Problem =
Reproduce the lines starting at the one containing "query: the noun phrase to segment: red" and ending at the one containing "147], [94, 151]]", substituting "red candy on the table" for "red candy on table" and leaving everything else as it is.

══════

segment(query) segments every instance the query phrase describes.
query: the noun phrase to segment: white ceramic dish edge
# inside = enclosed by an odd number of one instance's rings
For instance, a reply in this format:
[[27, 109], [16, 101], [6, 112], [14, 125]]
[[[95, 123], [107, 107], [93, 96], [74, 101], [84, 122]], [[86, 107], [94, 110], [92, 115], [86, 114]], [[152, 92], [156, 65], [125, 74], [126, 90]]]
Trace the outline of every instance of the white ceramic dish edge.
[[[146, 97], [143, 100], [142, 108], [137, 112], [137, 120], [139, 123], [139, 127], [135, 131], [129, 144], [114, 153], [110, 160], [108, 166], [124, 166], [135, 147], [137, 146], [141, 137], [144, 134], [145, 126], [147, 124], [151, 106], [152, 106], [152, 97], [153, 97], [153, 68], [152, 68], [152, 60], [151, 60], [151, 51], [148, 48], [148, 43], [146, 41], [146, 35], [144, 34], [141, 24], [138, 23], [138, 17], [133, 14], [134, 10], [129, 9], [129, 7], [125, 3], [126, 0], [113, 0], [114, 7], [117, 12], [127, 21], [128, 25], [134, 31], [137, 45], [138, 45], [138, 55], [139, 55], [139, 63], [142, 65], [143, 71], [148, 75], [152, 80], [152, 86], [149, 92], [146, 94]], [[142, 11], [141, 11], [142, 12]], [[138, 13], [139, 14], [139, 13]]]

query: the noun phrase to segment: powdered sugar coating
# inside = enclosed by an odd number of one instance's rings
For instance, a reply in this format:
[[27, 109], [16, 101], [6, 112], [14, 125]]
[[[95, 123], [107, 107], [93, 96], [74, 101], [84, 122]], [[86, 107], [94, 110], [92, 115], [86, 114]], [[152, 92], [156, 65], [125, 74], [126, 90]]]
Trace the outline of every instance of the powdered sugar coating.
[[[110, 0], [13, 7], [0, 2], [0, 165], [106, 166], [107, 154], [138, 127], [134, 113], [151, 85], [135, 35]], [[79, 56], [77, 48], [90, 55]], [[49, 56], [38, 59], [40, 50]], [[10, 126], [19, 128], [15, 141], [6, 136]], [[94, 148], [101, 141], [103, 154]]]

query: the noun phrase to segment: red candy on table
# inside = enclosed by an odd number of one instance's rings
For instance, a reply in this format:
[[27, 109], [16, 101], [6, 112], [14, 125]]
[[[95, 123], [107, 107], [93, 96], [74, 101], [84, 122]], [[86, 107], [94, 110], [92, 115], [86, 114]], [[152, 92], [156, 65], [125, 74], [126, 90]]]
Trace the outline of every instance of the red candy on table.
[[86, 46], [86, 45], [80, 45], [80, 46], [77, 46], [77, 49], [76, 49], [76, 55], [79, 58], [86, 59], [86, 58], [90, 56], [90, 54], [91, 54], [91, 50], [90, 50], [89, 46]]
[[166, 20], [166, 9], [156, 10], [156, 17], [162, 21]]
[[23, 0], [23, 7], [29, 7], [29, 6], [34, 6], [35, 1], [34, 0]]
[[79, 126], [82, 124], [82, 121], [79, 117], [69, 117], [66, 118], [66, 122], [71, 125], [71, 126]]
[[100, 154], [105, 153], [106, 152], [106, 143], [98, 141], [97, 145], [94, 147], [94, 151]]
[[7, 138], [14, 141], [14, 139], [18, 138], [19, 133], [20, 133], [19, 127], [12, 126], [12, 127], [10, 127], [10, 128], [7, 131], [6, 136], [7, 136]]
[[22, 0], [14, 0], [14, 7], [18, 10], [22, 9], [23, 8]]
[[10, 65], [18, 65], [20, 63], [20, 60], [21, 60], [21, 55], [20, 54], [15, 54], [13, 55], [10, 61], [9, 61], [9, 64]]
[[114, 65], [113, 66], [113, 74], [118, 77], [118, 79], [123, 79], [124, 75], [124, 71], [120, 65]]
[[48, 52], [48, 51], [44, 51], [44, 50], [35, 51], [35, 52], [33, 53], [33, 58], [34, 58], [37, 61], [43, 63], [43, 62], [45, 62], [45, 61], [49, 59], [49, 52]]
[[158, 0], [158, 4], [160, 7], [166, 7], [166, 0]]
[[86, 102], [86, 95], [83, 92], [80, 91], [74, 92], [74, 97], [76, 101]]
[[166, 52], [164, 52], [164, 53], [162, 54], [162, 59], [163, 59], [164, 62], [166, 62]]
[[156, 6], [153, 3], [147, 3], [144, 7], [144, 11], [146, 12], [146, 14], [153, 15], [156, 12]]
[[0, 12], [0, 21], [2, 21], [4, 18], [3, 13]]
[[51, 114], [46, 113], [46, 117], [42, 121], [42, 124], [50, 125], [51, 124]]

══════

Response to this exercise =
query: the noun phrase to segment: red candy on the table
# inside = enclosed by an odd number of one instance's rings
For instance, a reply in this format:
[[27, 109], [16, 101], [6, 112], [14, 125]]
[[[95, 123], [107, 107], [93, 96], [74, 101], [84, 122]], [[86, 107], [94, 110], [92, 115], [86, 114]], [[152, 92], [156, 65], [125, 74], [126, 90]]]
Trace the outline of every instance of the red candy on the table.
[[86, 46], [86, 45], [80, 45], [80, 46], [77, 46], [77, 49], [76, 49], [76, 55], [79, 58], [86, 59], [86, 58], [90, 56], [90, 54], [91, 54], [91, 50], [90, 50], [89, 46]]
[[166, 20], [166, 9], [156, 10], [156, 17], [162, 21]]
[[23, 0], [23, 7], [29, 7], [29, 6], [34, 6], [35, 1], [34, 0]]
[[79, 126], [82, 124], [82, 121], [79, 117], [69, 117], [66, 118], [66, 122], [71, 125], [71, 126]]
[[100, 154], [105, 153], [106, 152], [106, 143], [98, 141], [97, 145], [94, 147], [94, 151]]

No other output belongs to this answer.